━━━━━ AVAILABLE DATA ━━━━━
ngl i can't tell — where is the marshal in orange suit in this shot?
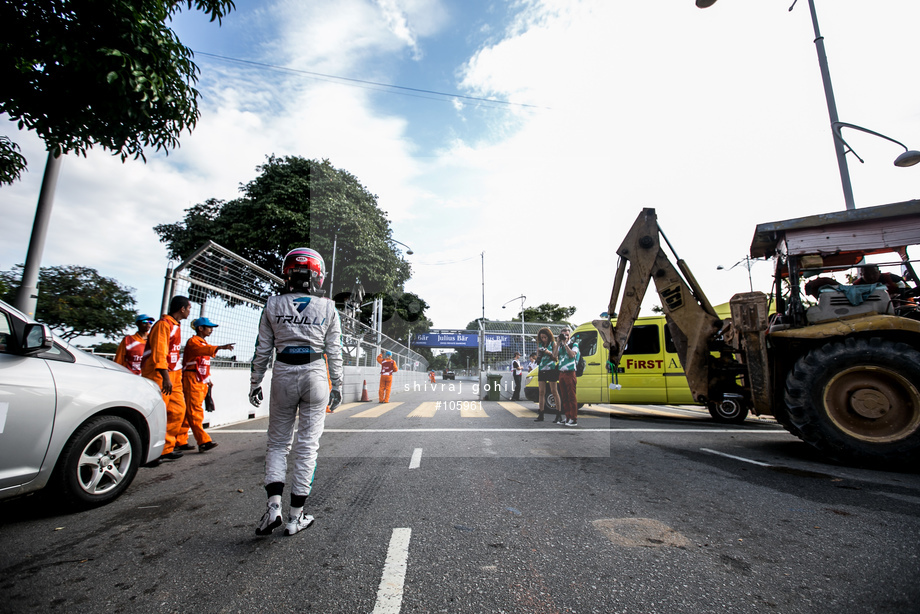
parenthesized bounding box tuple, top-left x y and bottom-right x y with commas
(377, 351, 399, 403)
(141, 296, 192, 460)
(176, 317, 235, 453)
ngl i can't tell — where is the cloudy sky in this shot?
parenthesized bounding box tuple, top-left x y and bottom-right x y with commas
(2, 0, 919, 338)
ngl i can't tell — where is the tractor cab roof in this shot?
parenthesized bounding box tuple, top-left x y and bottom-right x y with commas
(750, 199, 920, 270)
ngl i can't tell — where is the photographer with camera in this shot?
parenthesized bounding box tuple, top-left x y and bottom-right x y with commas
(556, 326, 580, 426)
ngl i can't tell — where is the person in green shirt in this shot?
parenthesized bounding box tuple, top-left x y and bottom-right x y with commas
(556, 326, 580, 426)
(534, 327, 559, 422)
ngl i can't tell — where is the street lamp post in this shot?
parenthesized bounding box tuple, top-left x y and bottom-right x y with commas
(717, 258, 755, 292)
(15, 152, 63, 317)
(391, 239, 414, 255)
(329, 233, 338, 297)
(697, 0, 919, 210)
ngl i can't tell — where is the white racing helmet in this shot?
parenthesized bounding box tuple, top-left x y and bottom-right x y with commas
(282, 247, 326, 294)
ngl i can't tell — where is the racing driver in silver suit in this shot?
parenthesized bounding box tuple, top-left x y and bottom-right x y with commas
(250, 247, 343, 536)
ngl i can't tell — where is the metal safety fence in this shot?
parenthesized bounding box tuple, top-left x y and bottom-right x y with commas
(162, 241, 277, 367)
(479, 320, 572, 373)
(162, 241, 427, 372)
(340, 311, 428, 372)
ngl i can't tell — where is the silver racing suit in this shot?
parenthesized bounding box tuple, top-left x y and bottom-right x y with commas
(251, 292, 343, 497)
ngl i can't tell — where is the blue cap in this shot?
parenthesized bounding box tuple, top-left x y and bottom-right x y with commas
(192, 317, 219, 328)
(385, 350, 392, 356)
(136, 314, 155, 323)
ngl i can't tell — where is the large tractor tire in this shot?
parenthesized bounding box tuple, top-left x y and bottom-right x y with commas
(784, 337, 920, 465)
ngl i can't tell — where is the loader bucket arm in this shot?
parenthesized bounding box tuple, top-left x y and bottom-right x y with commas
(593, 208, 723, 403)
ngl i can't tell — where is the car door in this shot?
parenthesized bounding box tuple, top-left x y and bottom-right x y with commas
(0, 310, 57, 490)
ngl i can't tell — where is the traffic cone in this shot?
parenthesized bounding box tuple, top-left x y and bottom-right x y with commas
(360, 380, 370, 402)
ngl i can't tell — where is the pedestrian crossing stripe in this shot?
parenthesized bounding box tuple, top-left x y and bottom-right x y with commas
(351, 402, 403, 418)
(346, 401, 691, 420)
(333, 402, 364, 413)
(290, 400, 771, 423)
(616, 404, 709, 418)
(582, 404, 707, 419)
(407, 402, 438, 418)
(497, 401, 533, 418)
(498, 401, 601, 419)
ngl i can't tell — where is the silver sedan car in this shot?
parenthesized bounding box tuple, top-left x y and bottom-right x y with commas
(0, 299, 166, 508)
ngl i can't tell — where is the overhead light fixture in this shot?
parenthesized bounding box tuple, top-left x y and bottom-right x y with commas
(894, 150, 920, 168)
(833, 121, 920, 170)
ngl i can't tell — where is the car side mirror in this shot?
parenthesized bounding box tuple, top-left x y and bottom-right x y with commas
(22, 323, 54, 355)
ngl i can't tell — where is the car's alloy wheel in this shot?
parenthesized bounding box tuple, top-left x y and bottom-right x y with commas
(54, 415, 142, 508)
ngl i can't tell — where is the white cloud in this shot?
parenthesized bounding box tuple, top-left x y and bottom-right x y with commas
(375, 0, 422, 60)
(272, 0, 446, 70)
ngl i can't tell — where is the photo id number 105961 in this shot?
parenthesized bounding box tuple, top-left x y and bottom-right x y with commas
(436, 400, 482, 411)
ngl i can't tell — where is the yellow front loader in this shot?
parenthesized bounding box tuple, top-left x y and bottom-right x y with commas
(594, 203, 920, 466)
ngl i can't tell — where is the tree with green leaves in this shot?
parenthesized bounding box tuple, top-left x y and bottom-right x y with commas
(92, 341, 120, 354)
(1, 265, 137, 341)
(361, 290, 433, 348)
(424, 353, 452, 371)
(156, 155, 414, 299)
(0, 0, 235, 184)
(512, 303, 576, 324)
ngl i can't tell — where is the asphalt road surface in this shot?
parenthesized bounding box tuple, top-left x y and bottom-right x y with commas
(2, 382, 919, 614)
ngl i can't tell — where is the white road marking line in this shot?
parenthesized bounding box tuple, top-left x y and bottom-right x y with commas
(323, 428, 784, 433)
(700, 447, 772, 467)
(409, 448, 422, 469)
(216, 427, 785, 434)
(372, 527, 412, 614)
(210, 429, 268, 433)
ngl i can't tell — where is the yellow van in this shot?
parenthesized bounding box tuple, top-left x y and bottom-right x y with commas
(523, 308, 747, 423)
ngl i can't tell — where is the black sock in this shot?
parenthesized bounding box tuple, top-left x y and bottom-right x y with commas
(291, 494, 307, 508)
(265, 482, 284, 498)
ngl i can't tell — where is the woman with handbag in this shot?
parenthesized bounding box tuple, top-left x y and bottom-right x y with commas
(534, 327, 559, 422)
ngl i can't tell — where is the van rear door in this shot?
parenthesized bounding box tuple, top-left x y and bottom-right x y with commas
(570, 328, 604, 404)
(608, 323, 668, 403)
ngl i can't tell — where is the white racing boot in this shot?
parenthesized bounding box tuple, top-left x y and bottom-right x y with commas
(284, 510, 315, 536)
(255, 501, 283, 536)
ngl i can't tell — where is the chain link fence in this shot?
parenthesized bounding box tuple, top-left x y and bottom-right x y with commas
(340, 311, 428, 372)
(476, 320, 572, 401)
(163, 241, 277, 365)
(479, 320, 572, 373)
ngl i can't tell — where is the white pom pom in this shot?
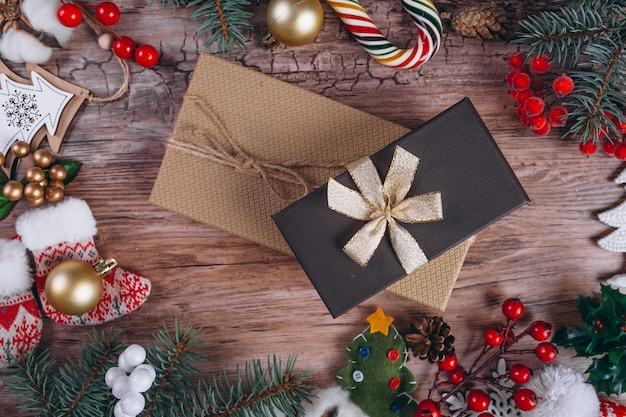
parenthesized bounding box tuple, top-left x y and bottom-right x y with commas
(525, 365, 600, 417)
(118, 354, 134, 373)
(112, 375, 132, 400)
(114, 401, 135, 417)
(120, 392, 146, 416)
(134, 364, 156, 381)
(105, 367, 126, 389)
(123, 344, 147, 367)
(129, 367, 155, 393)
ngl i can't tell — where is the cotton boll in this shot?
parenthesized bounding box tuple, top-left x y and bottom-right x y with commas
━━━━━
* WHAT YOU WILL DO:
Your copy should hold exactly and only the lines from the one containing "ngl i can't tell — where is the white pom" through the end of the material, inclusive, repeated word for word and without pictures.

* TASK SOLUTION:
ngl i can't tell — where is the white pom pom in this shot?
parenthesized bounding box tuple, top-left x y and bottom-right x y with commas
(525, 365, 600, 417)
(118, 354, 134, 373)
(112, 375, 132, 400)
(114, 401, 135, 417)
(120, 392, 146, 416)
(134, 364, 156, 381)
(105, 367, 126, 389)
(123, 344, 147, 367)
(129, 367, 155, 393)
ngl i can't tell — where is the cotton boll in this shot?
parenthesized bounding box tuple, top-left x y and bottom-right x y with commas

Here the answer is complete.